- _課題の要件_
1. 本文抜粋のうち、「冬になって、朝鮮の仁川近くで」から始まり「て、家で休養することにした。」で終わる部分を一字一句そのまま書き写してください。
2. 本文抜粋に、姓名、姓、またはイニシャルで呼ばれている人物をすべて挙げてください。
---------- 本文抜粋
2016-07-30 10:19:03 | 召命
志村辰弥神父著『召命について ー わたしの体験』

◆6、試練

 心臓の回復は、なかなかはかどらなかった。膨張した心臓は沈静剤などよりも鐵の治療のほうが効果があるとすすめられて、本郷の平方という鐵術師に見てもらった。鐵術は六・七センチもある銀の細い針を患部に刺し込み、神経を刺激して活動を盛んにし、病気を治すという療法である。四・五ケ月この治療を受けて、だいたい平常にもどったので、ゆっくり静養するために郷里へ帰った。数日たって、甲府の県病院へ診察を受けに行ったら、尿にたくさんの蛋白が出ているから、すぐ入院するようにと言われた。《こんどは腎臓か!》九月一日のあの恐ろしい関東大震災は病院で迎えた。

 冬になって、朝鮮の仁川近くで事業をしていた長兄が休みに帰って来た。兄はわたしの入院があまり長いので、疑問を抱き、友人の渡辺医院へ再診察を願いにつれて行ってくれた。渡辺博士は兄と中学の同級生で大阪医大を卒業してドイツへ留学し、東京で病院を経営していたが、震災を受けて甲府へ避難し、仮診療所を開いていた名医である。詳しい診察の結果、博士は、「あなたの病気は腎臓ではなく、起立性蛋白尿症と判断します。起立性蛋白尿症とは、動く程度に比例して蛋白が排泄されて衰弱する病気で、今のところ、病因が器官の故障か細菌によるものか解っていないので、治療の方法がありません。日本にはまだ稀のようですが、ヨーロッパにはしばしば見られます」と言う。そこで、病院を退院して、家で休養することにした。

 「治療の方法がない。だから自然に治るのを待つよりほか仕方がない」この言葉は、わたしに致命的なショックを与えた。《これで、わたしは廃人になるのか。この運命をどうしても諦められない。おぼしめしのままにと頭では理解して祈っているが、心が承知しない。どうしたらいいか?》いくら考えても結論が出ない。ときには、絶望に陥いる衝動に駆られて、眠れない夜が続いた。

 春を迎えて、兄が朝鮮へ帰る日が来た。「家に居てみんなに心配をかけるのが辛いから、どこかへ行って、ひとりで暮したい」と言ったら、兄は、「どこへでもお前が好きな処へ連れて行ってやる。生活費ぐらいは俺が心配するから、心配するな」と慰めてくれた。そこで、兄といっしょに神戸まで行って、下山手教会を訪ねた。

 小学生の頃、岡山の海辺に育ったA先生の話を聞いて、海辺の生活にあこがれていたから、須磨、明石のような風光明眉のところで、魚でも釣りながら、のんびり生活したいと思ったからである。
--------------------
---------- 分析用データ
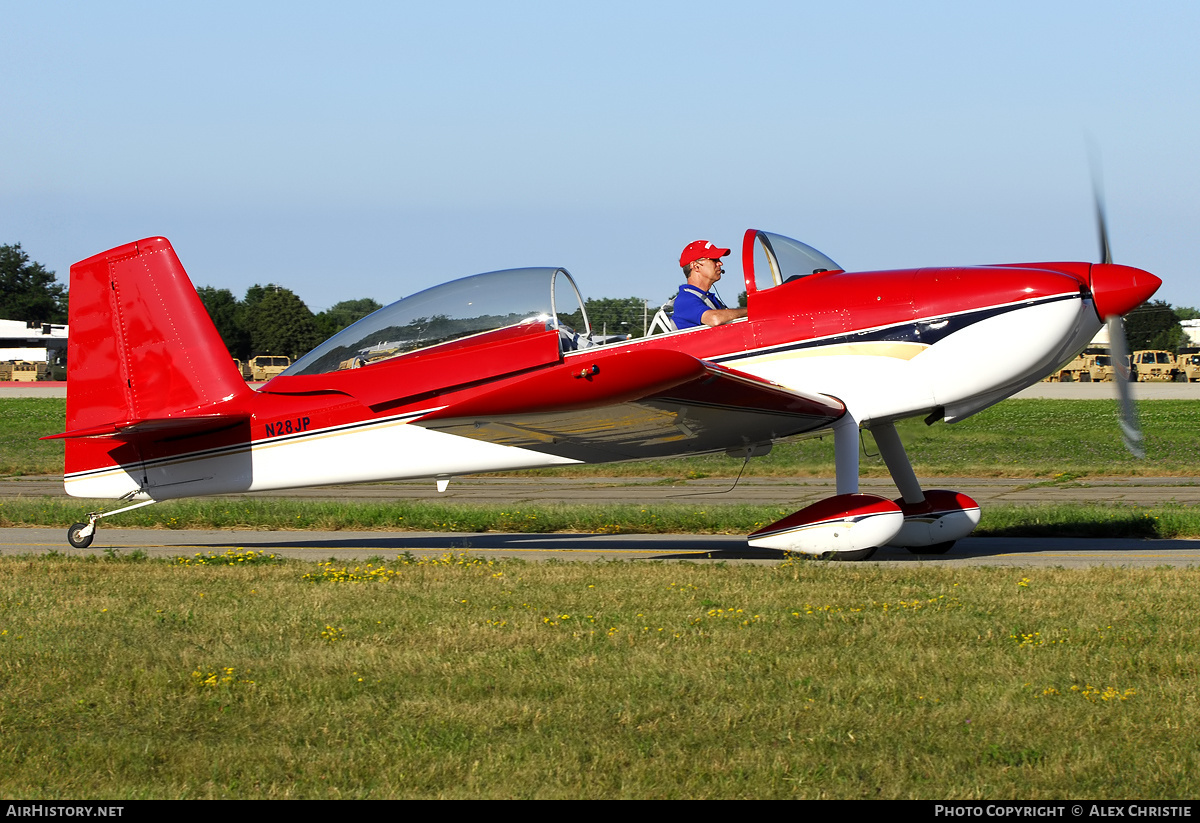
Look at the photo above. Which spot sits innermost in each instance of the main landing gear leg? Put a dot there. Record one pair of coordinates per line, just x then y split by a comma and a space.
846, 527
933, 520
82, 534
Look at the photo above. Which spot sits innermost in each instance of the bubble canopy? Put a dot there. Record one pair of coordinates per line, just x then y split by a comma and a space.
517, 300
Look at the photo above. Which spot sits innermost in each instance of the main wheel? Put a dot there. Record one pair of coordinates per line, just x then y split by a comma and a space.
858, 554
936, 548
76, 539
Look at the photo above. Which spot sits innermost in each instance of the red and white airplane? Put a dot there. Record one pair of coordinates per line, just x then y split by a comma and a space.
499, 372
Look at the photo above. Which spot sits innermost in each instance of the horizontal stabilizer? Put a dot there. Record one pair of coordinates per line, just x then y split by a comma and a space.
162, 427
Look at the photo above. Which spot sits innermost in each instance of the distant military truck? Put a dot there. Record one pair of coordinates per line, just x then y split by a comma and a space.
1153, 366
23, 371
1187, 365
1091, 366
264, 367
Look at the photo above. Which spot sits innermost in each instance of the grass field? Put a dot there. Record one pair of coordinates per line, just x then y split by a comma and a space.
1019, 438
1049, 520
243, 677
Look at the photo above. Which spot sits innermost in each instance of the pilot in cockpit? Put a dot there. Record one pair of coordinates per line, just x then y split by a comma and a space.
696, 304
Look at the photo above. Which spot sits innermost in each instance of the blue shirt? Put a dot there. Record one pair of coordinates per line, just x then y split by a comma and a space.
691, 302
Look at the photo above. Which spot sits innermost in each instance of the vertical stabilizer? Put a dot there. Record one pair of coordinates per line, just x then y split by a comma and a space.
142, 346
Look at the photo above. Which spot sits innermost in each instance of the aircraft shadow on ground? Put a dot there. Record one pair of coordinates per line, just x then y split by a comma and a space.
685, 547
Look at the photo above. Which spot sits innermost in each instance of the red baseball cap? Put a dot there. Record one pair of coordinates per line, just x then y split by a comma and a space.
699, 251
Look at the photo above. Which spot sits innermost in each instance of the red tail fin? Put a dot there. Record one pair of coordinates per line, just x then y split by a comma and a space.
142, 347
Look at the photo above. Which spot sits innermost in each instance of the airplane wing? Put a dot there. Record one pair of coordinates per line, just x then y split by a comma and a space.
636, 404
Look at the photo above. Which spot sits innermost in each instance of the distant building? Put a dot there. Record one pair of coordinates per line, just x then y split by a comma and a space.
36, 342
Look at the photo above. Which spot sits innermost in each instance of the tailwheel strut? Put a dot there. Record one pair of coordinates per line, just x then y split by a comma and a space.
82, 534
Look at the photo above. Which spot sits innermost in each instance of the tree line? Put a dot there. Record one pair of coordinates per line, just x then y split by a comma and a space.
271, 319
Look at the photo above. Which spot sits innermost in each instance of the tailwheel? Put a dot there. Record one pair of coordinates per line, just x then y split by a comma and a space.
936, 548
81, 535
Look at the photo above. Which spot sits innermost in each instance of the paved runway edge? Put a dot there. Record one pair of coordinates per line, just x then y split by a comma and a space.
357, 546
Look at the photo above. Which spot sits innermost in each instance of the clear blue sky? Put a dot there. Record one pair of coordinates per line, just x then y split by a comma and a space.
373, 149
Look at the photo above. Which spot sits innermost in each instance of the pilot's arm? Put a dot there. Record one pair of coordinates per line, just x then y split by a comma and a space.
715, 317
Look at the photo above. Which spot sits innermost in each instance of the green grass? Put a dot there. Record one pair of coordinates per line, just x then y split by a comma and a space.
1019, 438
1065, 520
499, 679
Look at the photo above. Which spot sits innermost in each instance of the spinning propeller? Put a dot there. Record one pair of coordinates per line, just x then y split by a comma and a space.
1111, 308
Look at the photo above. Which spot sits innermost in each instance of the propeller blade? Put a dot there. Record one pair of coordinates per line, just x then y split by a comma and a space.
1102, 222
1131, 431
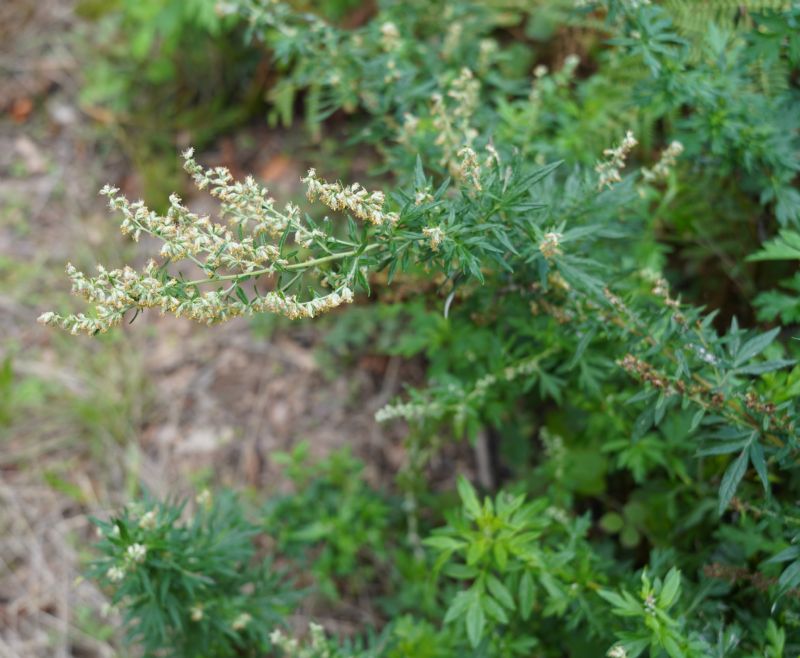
--------------------
- _項目別の解答_
1.
冬になって、朝鮮の仁川近くで事業をしていた長兄が休みに帰って来た。兄はわたしの入院があまり長いので、疑問を抱き、友人の渡辺医院へ再診察を願いにつれて行ってくれた。渡辺博士は兄と中学の同級生で大阪医大を卒業してドイツへ留学し、東京で病院を経営していたが、震災を受けて甲府へ避難し、仮診療所を開いていた名医である。詳しい診察の結果、博士は、「あなたの病気は腎臓ではなく、起立性蛋白尿症と判断します。起立性蛋白尿症とは、動く程度に比例して蛋白が排泄されて衰弱する病気で、今のところ、病因が器官の故障か細菌によるものか解っていないので、治療の方法がありません。日本にはまだ稀のようですが、ヨーロッパにはしばしば見られます」と言う。そこで、病院を退院して、家で休養することにした。

2. 志村辰弥神父、平方（本郷の鐵術師）、渡辺博士、A先生